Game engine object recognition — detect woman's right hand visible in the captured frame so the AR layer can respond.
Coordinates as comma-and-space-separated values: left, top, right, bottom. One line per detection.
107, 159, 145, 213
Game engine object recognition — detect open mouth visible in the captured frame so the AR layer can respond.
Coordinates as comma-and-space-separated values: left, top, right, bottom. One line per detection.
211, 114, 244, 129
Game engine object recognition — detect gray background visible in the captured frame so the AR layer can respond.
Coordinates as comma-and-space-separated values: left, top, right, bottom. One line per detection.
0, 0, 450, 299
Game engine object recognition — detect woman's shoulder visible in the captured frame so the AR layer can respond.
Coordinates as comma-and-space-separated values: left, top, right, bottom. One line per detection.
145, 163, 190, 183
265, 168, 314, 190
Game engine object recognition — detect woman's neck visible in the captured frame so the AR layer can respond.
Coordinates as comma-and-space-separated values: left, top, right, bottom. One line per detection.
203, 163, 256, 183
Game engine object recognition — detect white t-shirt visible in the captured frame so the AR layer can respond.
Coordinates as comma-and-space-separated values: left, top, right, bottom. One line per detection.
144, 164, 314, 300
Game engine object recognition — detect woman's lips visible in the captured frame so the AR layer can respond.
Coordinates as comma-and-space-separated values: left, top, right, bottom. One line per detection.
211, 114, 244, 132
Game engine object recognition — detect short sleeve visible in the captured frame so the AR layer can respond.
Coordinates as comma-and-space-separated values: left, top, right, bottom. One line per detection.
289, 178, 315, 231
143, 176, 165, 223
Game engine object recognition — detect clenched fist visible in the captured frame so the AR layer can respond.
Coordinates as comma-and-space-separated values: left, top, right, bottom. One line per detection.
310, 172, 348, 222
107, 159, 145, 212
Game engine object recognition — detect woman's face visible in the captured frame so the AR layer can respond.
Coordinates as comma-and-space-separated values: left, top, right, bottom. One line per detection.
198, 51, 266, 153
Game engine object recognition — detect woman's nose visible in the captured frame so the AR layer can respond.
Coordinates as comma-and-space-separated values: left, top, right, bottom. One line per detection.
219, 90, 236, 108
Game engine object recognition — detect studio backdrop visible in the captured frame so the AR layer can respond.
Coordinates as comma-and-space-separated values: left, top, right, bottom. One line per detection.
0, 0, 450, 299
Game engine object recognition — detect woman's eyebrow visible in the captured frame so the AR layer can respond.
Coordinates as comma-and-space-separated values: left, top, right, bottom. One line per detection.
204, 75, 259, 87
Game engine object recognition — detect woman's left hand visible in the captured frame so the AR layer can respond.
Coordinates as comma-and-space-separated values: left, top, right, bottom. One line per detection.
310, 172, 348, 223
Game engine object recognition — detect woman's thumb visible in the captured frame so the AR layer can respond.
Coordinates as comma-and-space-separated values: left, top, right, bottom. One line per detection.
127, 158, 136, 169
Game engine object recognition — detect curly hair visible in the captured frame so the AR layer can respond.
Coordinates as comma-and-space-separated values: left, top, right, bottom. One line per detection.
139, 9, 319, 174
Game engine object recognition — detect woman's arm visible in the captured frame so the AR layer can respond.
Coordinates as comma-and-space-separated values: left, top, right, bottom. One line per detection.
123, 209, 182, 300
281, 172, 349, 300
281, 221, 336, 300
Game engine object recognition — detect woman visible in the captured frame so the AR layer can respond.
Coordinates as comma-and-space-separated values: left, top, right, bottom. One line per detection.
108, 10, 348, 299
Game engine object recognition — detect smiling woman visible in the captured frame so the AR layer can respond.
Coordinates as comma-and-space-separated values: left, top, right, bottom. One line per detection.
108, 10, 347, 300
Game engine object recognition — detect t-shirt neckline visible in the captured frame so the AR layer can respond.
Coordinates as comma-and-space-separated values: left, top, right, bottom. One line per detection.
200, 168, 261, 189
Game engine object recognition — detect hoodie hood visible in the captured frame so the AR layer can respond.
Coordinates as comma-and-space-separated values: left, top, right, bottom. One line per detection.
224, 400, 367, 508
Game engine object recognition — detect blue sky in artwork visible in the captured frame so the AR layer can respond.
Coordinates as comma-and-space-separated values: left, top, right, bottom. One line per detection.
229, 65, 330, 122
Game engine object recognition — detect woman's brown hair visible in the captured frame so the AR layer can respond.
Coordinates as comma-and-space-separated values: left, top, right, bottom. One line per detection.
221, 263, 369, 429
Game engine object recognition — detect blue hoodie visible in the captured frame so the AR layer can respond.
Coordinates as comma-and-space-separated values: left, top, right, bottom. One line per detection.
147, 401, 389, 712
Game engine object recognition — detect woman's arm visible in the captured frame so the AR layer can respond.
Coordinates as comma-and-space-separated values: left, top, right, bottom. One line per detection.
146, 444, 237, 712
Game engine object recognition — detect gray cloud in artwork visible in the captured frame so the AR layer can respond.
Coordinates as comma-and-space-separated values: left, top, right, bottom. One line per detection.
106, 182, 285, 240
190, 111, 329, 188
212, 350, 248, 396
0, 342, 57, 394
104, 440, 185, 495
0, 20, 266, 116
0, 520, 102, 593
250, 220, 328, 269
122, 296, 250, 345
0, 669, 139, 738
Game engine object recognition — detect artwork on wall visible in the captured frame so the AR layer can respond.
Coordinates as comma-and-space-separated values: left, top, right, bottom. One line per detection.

-------

# Your goal:
Please rewrite all of the lines above as a numbered list, leaving out any blank lines.

# Exercise solution:
1. Game engine object recognition — detect woman's right hand visible in the captured frame so the AR layer can respond.
2. Coordinates as comma-and-space-separated values: left, top, right, bottom. One line per detection.
3. 107, 159, 145, 213
4. Game engine object recognition — detect open mouth visible in the captured frame so the AR layer can respond.
5. Coordinates as comma-and-space-separated values: left, top, right, bottom. One line per detection.
6. 211, 114, 244, 129
7. Game engine object recognition — detect gray background visible in the captured frame so the AR layer can respond.
8. Coordinates as comma-and-space-separated values: left, top, right, bottom. One line per detection.
9. 0, 0, 450, 299
10. Game engine object recognition — detect woman's shoulder visible in the captured frame so the AR layer can respond.
11. Coordinates as comma-and-space-separated values: left, top, right, bottom. One line per detection.
12. 145, 163, 190, 183
13. 265, 168, 314, 190
14. Game engine object recognition — detect woman's neck visible in the captured frame so the AR layer can respond.
15. Coordinates as comma-and-space-separated values: left, top, right, bottom. One line per detection.
16. 203, 163, 256, 183
17. Game engine object recognition — detect white t-shirt visible in the captured frame so the AR layer can respond.
18. Coordinates as comma-and-space-separated values: left, top, right, bottom. One line per detection.
19. 144, 164, 314, 300
20. Game engine object recognition — detect woman's lips visible in the captured frame so the AR layer can respond.
21. Coordinates as comma-and-space-separated values: left, top, right, bottom. One line per detection.
22. 211, 114, 244, 132
23. Game engine object recognition — detect short sleeve visible in the captured frame so the AR layer can respond.
24. Coordinates as comma-and-space-separated values: left, top, right, bottom. One line per detection.
25. 289, 178, 315, 231
26. 143, 176, 165, 223
27. Game engine object recognition — detect clenched fist visible in the captured frame so the AR layer can respond.
28. Coordinates as comma-and-space-separated values: left, top, right, bottom. One line per detection.
29. 310, 172, 348, 222
30. 107, 159, 145, 212
31. Game engine object recognition — detect woman's face visible in the captured frame so the AR layer can respond.
32. Coordinates as comma-and-space-separated values: left, top, right, bottom. One line per detection.
33. 198, 51, 266, 153
34. Game engine object recognition — detect woman's nose visible in the captured frame so the AR layer can respond.
35. Coordinates as comma-and-space-separated values: left, top, right, bottom. One line per detection.
36. 219, 90, 236, 108
37. Game engine object recognition — detect studio backdrop visible in the captured frame so the AR layer can respond.
38. Coordinates as comma-and-space-separated values: left, top, right, bottom. One line per detection.
39. 0, 0, 450, 299
40. Game engine object recognition — detect woman's eyebrow visible in the captured frame so the AR layer can respond.
41. Coordinates as comma-and-space-separated values: left, top, right, bottom. One line per detection.
42. 204, 75, 259, 87
43. Game engine object recognition — detect woman's left hand visible in the captured frame so the AR layer can respond.
44. Coordinates as comma-and-space-separated values: left, top, right, bottom. One line per detection.
45. 310, 172, 348, 223
46. Game engine object recognition — detect woman's thumb visible in the captured frame so the AR layer can respond.
47. Coordinates as comma-and-space-separated values: left, top, right, bottom. One line per detection.
48. 127, 158, 136, 169
49. Game engine object recognition — detect curly hair visible in the captured frame so the AR layer can respond.
50. Coordinates as comma-and-space-separated values: left, top, right, bottom. One line per detection.
51. 139, 9, 319, 174
52. Game engine object recognition — detect woman's arm visible in the captured frame so the AR layer can respond.
53. Coordinates as comma-and-space-separated values: left, top, right, bottom. One line per detection.
54. 123, 209, 182, 300
55. 281, 172, 349, 300
56. 281, 221, 336, 300
57. Game engine object recognition — detect woman visible in the captured frame so the AR layer can respond.
58. Coordinates as comma-and-space-separated values: left, top, right, bottom. One line per detection.
59. 108, 10, 348, 299
60. Game engine object recognition — detect smiling woman visible in the captured frame so the AR layer can respond.
61. Coordinates as comma-and-space-separated values: left, top, right, bottom. One line per detection.
62. 108, 10, 347, 300
63. Game engine object recognition — detect t-shirt neckline visible in the captured frame so the AR layer can respond.
64. Coordinates as comma-and-space-separated values: left, top, right, bottom. One line per detection.
65. 200, 168, 261, 189
66. Game engine object recognition — detect hoodie hood visible in the captured frame so the AR layer can respond.
67. Coordinates as comma-and-space-separated values: left, top, right, bottom. One line per detection.
68. 224, 400, 367, 508
69. Game engine object recognition — detect blue sky in artwork visible in the captured frame so the AR layer can respond.
70. Coordinates as comma-and-space-separated values: left, top, right, bottom. One line per detection.
71. 229, 65, 330, 122
72. Game engine object recognition — detect woman's brown hair visible in the captured frame so the AR layer can respond.
73. Coordinates as comma-and-space-separated values: left, top, right, bottom. One line per detection.
74. 221, 263, 369, 429
75. Game engine object recognition — detect blue hoodie visible in the captured frame so the AR layer can respond.
76. Coordinates as comma-and-space-separated values: left, top, right, bottom. One line per detection.
77. 147, 401, 389, 712
78. Game engine object recognition — detect woman's arm visible in the captured frame so the AR layer can respond.
79. Coordinates as comma-and-space-separated values: left, top, right, bottom. One line per detection.
80. 146, 444, 237, 712
81. Game engine object recognition — detect gray cloud in artwork visible in the captured frame so the AR layer can respond.
82. Coordinates as comma-and-space-separated values: left, top, right, bottom. One line per detection.
83. 106, 182, 285, 240
84. 190, 111, 329, 188
85. 212, 350, 248, 396
86. 0, 342, 57, 394
87. 104, 440, 185, 495
88. 0, 20, 266, 116
89. 0, 520, 102, 593
90. 250, 220, 328, 269
91. 122, 296, 250, 345
92. 0, 669, 139, 738
93. Game engine object recognition — detect artwork on wall visible in the captured frame so the AR layer can respond.
94. Coordinates as comma-and-space-separated values: left, top, right, bottom. One line per detection.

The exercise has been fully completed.